Problem:
List each line below that contains the string "green", matching case exactly.

[Excerpts from annotation records]
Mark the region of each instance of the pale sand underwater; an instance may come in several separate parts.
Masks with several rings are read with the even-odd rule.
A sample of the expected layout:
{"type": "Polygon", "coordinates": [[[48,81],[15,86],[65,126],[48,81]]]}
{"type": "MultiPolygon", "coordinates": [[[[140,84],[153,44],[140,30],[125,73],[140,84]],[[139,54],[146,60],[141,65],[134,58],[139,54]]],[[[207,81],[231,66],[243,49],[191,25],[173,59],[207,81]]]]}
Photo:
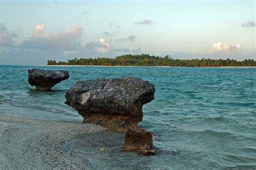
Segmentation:
{"type": "Polygon", "coordinates": [[[77,135],[106,131],[92,124],[36,120],[0,112],[0,169],[91,169],[89,162],[65,152],[61,146],[77,135]]]}

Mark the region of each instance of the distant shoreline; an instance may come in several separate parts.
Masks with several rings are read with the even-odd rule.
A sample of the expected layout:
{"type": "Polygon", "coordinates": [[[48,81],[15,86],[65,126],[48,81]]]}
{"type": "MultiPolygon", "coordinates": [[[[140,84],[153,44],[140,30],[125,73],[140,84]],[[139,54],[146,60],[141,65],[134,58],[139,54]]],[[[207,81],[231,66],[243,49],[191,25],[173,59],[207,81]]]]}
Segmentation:
{"type": "Polygon", "coordinates": [[[256,66],[183,67],[157,65],[42,65],[39,66],[53,67],[199,67],[199,68],[256,68],[256,66]]]}

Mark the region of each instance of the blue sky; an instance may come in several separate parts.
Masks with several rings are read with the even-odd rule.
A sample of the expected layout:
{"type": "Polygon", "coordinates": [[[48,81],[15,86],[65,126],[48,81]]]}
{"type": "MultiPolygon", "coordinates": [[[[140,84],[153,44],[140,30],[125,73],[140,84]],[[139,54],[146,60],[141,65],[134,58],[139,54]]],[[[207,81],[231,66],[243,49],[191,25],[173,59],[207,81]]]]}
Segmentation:
{"type": "Polygon", "coordinates": [[[1,1],[0,64],[149,53],[255,59],[254,1],[1,1]]]}

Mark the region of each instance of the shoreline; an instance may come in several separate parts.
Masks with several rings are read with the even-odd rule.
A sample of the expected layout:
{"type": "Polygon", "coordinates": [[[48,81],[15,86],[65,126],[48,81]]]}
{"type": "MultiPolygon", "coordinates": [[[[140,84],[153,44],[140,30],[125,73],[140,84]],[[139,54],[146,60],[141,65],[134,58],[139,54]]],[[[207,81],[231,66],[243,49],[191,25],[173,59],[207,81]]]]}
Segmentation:
{"type": "Polygon", "coordinates": [[[194,67],[194,68],[256,68],[256,66],[219,66],[219,67],[183,67],[174,66],[153,66],[153,65],[39,65],[38,66],[48,67],[194,67]]]}
{"type": "Polygon", "coordinates": [[[91,162],[74,157],[62,146],[79,135],[108,132],[92,124],[43,120],[0,112],[0,169],[92,169],[91,162]]]}

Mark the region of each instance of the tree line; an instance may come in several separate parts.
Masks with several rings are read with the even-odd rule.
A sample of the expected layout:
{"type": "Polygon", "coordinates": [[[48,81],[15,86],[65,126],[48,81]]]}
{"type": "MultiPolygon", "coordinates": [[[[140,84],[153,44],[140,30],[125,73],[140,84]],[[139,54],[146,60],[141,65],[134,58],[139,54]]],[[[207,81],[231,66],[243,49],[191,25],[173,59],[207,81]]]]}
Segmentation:
{"type": "Polygon", "coordinates": [[[75,58],[68,62],[58,62],[48,60],[47,65],[100,65],[100,66],[171,66],[181,67],[220,67],[220,66],[256,66],[256,62],[253,59],[245,59],[237,61],[227,59],[173,59],[169,56],[164,57],[142,54],[138,55],[125,55],[114,58],[97,58],[92,59],[75,58]]]}

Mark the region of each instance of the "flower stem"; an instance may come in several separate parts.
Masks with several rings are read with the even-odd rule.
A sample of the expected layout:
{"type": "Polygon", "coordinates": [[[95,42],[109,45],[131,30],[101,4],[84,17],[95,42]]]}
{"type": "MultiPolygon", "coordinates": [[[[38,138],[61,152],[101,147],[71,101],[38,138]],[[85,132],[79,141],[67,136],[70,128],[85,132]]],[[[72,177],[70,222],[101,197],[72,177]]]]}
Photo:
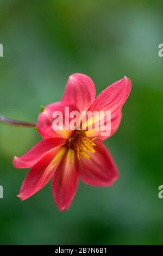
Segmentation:
{"type": "Polygon", "coordinates": [[[23,127],[32,127],[36,126],[36,124],[34,123],[27,123],[22,121],[16,121],[15,120],[9,119],[6,118],[3,115],[0,115],[0,122],[4,124],[8,124],[9,125],[14,125],[15,126],[23,126],[23,127]]]}

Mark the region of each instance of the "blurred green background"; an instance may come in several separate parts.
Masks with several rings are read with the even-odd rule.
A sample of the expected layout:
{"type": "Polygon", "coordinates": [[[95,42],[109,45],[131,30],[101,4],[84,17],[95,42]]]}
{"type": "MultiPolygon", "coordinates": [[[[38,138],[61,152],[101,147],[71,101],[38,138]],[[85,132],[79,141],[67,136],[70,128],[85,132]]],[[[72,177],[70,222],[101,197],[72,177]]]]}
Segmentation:
{"type": "Polygon", "coordinates": [[[124,75],[133,82],[120,129],[105,144],[120,178],[110,187],[79,182],[70,210],[51,182],[16,197],[27,169],[12,167],[41,137],[0,124],[1,245],[162,244],[162,3],[156,1],[1,0],[0,114],[35,122],[60,100],[68,76],[93,80],[97,94],[124,75]]]}

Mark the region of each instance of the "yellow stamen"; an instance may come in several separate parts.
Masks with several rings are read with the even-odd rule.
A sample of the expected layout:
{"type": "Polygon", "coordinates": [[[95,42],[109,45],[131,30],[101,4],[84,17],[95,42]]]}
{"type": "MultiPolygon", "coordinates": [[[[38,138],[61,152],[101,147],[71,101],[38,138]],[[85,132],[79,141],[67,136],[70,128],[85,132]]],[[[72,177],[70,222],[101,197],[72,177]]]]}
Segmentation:
{"type": "Polygon", "coordinates": [[[87,159],[90,159],[90,156],[87,151],[95,153],[93,147],[96,146],[96,144],[93,141],[96,138],[93,138],[90,140],[84,131],[75,131],[69,139],[67,145],[71,149],[76,152],[79,160],[82,156],[87,159]]]}

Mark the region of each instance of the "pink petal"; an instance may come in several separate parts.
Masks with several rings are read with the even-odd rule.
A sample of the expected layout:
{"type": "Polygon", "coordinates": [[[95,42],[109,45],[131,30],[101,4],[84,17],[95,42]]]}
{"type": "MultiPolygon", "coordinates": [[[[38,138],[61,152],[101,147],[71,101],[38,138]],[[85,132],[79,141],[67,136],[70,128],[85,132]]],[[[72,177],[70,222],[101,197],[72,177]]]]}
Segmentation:
{"type": "Polygon", "coordinates": [[[44,156],[25,178],[18,196],[26,200],[40,190],[51,179],[66,150],[60,146],[44,156]]]}
{"type": "MultiPolygon", "coordinates": [[[[108,131],[110,132],[109,135],[104,135],[104,132],[106,132],[106,126],[108,127],[108,124],[106,125],[106,123],[104,124],[102,124],[102,126],[99,126],[99,129],[98,131],[96,130],[89,130],[86,131],[86,133],[88,137],[90,139],[98,137],[100,138],[103,141],[104,139],[106,139],[112,136],[115,132],[117,131],[117,129],[119,127],[122,118],[122,109],[120,108],[120,109],[117,110],[117,111],[113,112],[111,114],[111,124],[110,127],[111,129],[110,131],[108,131]],[[104,126],[103,126],[103,125],[104,125],[104,126]],[[102,128],[104,128],[102,129],[102,128]]],[[[106,133],[105,133],[106,134],[106,133]]]]}
{"type": "Polygon", "coordinates": [[[79,176],[90,185],[110,186],[118,178],[117,167],[103,142],[97,139],[94,142],[96,153],[89,153],[91,159],[82,157],[79,161],[79,176]]]}
{"type": "Polygon", "coordinates": [[[69,208],[77,191],[78,181],[74,151],[69,149],[52,180],[54,200],[60,211],[69,208]]]}
{"type": "Polygon", "coordinates": [[[63,138],[51,138],[41,141],[22,156],[19,157],[15,156],[13,165],[15,168],[32,167],[49,151],[65,144],[66,141],[63,138]]]}
{"type": "Polygon", "coordinates": [[[131,82],[126,77],[109,86],[95,99],[89,110],[115,112],[122,107],[130,92],[131,82]]]}
{"type": "MultiPolygon", "coordinates": [[[[79,111],[77,106],[66,105],[64,102],[58,102],[47,106],[43,112],[40,113],[38,119],[37,128],[40,135],[44,139],[52,137],[62,137],[68,138],[71,132],[70,130],[54,131],[53,129],[53,122],[54,118],[52,117],[55,111],[60,111],[63,115],[63,125],[65,127],[65,107],[69,107],[69,112],[72,111],[79,111]]],[[[68,115],[69,117],[69,115],[68,115]]],[[[67,124],[69,123],[68,118],[66,119],[67,124]]],[[[71,121],[71,119],[70,119],[71,121]]]]}
{"type": "Polygon", "coordinates": [[[74,74],[70,76],[62,102],[76,105],[80,111],[86,111],[93,103],[96,89],[92,80],[82,74],[74,74]]]}

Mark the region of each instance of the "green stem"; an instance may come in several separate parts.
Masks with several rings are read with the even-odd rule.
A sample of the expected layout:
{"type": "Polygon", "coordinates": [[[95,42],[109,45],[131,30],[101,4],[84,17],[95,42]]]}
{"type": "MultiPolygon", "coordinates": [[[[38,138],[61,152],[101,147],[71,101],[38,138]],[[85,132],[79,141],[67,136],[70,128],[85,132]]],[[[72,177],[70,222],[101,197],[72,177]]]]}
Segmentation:
{"type": "Polygon", "coordinates": [[[22,121],[16,121],[15,120],[9,119],[8,118],[6,118],[3,115],[0,115],[0,122],[8,124],[9,125],[14,125],[15,126],[34,127],[37,125],[37,124],[34,123],[27,123],[22,121]]]}

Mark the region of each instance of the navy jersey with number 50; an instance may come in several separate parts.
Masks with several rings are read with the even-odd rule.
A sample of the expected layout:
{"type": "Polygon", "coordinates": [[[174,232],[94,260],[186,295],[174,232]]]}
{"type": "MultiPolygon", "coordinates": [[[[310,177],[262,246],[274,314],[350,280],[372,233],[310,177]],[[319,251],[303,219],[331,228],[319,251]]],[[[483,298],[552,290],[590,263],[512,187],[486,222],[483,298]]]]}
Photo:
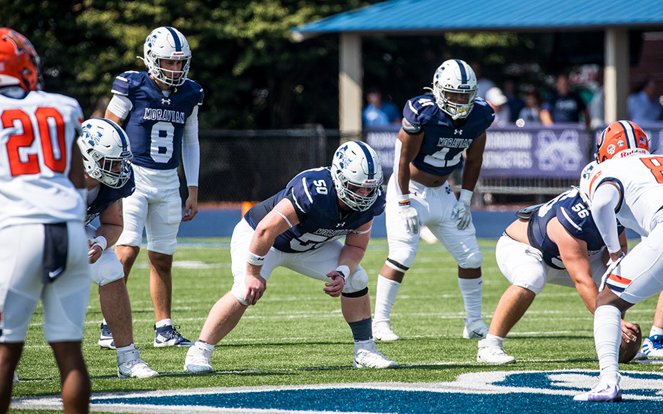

Full solution:
Mark the region of each instance of the "blurred green background"; an instance may come in several separate parts.
Mark the region of each instance of the "green stem"; an instance may come in several separate parts.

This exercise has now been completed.